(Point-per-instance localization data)

+++++

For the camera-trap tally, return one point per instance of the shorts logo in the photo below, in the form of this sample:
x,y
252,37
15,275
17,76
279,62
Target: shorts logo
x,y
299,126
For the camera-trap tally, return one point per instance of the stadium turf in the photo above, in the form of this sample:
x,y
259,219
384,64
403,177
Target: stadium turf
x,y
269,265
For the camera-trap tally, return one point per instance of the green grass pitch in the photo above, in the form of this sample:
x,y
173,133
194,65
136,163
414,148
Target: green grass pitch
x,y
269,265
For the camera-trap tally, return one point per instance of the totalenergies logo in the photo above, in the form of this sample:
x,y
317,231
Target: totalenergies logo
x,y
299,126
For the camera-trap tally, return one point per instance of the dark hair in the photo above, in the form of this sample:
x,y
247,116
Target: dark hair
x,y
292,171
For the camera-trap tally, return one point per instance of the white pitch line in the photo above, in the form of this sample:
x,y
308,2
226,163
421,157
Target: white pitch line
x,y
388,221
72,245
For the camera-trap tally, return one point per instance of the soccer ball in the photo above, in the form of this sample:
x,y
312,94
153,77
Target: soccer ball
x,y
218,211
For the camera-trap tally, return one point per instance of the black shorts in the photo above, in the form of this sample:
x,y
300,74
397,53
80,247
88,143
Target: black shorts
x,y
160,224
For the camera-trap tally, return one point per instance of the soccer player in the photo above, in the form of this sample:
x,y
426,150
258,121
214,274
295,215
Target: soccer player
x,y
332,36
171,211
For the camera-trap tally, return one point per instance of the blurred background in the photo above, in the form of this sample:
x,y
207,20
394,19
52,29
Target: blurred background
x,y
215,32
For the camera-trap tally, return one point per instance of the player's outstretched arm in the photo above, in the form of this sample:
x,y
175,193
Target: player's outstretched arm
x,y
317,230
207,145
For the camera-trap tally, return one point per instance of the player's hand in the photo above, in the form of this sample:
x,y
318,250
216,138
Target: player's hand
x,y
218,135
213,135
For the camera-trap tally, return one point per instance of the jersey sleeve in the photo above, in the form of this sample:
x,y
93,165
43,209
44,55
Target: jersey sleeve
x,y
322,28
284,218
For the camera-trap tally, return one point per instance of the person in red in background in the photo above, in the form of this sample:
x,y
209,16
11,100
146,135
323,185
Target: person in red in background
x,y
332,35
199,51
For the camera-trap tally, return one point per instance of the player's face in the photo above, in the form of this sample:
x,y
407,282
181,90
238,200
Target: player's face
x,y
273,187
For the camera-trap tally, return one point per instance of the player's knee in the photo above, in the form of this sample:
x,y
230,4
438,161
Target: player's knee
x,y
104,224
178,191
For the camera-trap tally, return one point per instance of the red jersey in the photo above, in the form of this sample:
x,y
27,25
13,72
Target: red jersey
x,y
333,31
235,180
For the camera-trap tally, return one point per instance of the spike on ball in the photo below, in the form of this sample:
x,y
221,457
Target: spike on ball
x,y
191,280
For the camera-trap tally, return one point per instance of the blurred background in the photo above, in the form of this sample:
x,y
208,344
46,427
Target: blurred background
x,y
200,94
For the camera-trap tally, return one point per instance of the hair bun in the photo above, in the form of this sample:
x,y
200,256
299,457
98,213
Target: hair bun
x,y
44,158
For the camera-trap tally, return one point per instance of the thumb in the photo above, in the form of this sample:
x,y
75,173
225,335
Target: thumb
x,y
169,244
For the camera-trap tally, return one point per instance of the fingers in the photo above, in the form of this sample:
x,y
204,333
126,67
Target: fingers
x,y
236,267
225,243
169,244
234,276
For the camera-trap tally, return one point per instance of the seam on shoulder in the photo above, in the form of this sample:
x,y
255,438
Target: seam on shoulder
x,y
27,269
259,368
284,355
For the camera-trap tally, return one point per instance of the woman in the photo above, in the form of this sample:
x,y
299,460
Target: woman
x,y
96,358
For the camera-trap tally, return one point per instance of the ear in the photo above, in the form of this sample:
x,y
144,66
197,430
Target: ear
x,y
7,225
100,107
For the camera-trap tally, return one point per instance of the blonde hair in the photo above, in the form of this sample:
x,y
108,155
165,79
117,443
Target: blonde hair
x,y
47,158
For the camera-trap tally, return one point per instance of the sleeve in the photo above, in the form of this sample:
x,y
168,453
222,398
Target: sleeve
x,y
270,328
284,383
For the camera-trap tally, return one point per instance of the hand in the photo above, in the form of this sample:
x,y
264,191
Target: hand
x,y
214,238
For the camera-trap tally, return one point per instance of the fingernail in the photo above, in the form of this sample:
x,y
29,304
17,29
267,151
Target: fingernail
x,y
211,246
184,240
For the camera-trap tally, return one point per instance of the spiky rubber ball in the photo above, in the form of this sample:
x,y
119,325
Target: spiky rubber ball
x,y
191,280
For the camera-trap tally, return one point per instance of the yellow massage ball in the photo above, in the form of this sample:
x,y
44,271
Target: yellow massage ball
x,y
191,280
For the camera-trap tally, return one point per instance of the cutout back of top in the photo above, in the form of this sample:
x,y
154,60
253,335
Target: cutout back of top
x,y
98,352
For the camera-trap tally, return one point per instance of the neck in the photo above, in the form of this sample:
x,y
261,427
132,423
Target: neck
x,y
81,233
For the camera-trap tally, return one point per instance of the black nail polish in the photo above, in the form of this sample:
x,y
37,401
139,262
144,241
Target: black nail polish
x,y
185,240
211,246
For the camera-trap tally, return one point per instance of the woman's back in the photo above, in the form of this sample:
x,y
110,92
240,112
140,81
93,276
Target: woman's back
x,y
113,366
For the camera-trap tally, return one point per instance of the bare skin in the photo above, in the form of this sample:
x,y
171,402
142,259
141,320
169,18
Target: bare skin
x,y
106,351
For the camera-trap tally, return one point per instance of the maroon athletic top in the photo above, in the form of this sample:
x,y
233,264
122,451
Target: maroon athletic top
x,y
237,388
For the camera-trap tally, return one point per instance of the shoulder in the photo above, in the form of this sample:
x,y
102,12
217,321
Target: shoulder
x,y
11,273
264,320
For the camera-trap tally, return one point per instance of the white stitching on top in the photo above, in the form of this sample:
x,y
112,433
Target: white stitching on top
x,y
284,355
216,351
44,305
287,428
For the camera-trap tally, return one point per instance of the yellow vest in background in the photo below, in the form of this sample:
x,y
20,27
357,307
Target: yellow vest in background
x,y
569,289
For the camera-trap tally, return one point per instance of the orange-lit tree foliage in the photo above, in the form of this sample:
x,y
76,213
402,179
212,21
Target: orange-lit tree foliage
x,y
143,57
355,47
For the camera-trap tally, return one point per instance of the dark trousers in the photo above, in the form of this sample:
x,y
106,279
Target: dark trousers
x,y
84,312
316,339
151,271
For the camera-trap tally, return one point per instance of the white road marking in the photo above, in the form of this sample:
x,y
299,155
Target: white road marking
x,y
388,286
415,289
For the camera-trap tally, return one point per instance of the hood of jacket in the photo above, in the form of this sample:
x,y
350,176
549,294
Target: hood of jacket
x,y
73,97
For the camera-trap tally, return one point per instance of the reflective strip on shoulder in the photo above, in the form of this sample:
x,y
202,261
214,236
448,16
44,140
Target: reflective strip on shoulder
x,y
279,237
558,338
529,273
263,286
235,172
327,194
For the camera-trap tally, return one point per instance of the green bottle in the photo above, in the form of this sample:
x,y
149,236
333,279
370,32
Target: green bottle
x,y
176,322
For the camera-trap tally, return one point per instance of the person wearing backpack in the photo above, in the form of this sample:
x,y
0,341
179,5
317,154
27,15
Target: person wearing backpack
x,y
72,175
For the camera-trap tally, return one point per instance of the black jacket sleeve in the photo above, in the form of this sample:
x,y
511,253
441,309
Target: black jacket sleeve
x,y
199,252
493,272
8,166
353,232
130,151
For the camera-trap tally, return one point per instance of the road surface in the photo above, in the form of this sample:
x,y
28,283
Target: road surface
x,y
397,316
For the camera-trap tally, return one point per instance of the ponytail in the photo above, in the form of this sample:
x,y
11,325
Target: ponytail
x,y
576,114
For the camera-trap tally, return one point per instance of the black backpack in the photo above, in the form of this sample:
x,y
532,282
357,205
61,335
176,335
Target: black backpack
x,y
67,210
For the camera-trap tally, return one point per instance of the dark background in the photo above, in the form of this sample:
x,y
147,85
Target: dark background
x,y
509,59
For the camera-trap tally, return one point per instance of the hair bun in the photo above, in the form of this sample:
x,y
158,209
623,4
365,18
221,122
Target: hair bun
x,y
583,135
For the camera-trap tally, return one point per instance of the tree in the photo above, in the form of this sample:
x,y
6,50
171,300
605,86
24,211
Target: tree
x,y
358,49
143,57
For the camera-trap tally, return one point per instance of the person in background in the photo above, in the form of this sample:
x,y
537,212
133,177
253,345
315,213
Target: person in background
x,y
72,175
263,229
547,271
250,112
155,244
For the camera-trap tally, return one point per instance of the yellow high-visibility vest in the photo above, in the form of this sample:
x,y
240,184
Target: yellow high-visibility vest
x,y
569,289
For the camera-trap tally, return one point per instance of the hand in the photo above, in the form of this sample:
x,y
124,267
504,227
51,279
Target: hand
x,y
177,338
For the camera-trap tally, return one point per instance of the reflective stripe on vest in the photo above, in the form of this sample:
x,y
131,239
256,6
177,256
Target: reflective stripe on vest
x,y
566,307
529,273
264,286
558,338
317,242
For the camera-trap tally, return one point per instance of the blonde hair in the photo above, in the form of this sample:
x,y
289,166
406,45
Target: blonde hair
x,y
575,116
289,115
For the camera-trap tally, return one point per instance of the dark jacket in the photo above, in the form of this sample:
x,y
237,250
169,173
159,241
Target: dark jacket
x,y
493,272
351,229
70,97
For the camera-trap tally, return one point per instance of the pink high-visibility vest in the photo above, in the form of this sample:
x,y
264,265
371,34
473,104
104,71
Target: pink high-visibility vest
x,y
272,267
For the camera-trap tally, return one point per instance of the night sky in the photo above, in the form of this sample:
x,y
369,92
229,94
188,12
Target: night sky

+++++

Work request:
Nothing before the line containing "of the pink" should be repeated; repeat that line and all later lines through the end of the data above, exactly.

Solution to the problem:
For the camera-trap tally, return one point per instance of the pink high-visibility vest in the photo above, in the form of this sample:
x,y
264,265
371,34
473,104
104,71
Target: pink high-visibility vest
x,y
272,267
For the camera-trap tally, return one point per instance of the night sky in the photo above, in the form of this sample:
x,y
369,92
229,94
188,12
Target: night sky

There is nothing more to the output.